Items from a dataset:
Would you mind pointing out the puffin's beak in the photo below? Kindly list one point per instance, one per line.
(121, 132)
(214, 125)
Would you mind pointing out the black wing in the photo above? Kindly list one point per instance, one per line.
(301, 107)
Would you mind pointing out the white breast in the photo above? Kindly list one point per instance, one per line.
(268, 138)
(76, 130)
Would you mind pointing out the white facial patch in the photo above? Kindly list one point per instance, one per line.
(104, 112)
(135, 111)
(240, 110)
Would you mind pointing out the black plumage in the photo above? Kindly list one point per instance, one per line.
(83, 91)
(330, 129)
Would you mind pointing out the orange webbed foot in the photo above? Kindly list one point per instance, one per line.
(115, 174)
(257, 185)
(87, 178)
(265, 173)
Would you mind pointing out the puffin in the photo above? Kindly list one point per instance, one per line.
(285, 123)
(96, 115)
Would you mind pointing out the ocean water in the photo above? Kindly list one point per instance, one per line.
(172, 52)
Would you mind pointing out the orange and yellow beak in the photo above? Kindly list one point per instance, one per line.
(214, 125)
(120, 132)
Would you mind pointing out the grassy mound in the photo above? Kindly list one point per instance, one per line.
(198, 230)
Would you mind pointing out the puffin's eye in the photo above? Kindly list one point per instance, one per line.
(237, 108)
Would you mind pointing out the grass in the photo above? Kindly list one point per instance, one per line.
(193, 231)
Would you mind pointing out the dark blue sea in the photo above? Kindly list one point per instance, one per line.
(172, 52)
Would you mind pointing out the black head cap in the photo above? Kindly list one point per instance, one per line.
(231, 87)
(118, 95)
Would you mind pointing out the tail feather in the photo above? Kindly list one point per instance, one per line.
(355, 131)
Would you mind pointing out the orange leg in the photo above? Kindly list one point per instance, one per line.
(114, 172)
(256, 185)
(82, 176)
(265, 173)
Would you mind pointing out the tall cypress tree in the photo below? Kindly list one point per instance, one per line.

_Task instructions_: Say each line again exactly as it appears above.

_Result of this exercise_:
Would you mind pointing out the puffin's beak in the photo below? Kindly list one point per instance, one per line.
(121, 132)
(214, 125)
Would you mind pointing out the black wing in the photo above? Kindly list one point per instance, one per line.
(301, 107)
Would you mind pointing out the white breast in the photo above? Kindly list one point per instance, one per line.
(268, 138)
(76, 130)
Would you mind pointing out the white facial patch in the photo above? Kindly list one point per instance, one per line.
(104, 112)
(135, 111)
(240, 110)
Would you mind pointing out the black plumage in the photo above? Kindly list one point per instance, one per line.
(83, 91)
(330, 129)
Would you mind pointing out the orange webbed foot in the photo above? Kindly list one point per instance, one per line.
(115, 174)
(257, 185)
(87, 178)
(265, 173)
Would you mind pointing out the puffin in the photo above? Kindly list one point per instance, one per line.
(285, 123)
(96, 115)
Would you mind pointing out the ocean water in the photo above? Kindly list one point per instance, one per line.
(172, 52)
Would you mind pointing out the orange and yellow beak in the photo above? Kindly list one point per instance, one per line.
(214, 125)
(120, 132)
Would you mind pointing out the grassy mound in the photo above? Kindly list one point per instance, one per line.
(198, 230)
Would you mind pointing out the puffin's eye in the photo above? Kindly list one point per instance, one per line.
(237, 108)
Would you mind pointing out the grass in the photo above? Kindly list one point per instance, one per line.
(193, 231)
Would you mind pointing out the dark blue sea in the photo above? Kindly list one point per instance, one per line.
(172, 52)
Would you mind pointing out the black head cap in the photo above? Kindly list one point per instance, one per line.
(231, 87)
(118, 95)
Would you mind pointing out the tail feather in the photo above? Kindly list one point per instance, one per line.
(355, 131)
Would you mind pointing out the orange leg in the photo above? Kindly list one point per instance, one per line.
(114, 172)
(256, 185)
(82, 176)
(265, 173)
Would you mind pointing out the tall cypress tree in the photo below? Kindly list one point per instance, one per line.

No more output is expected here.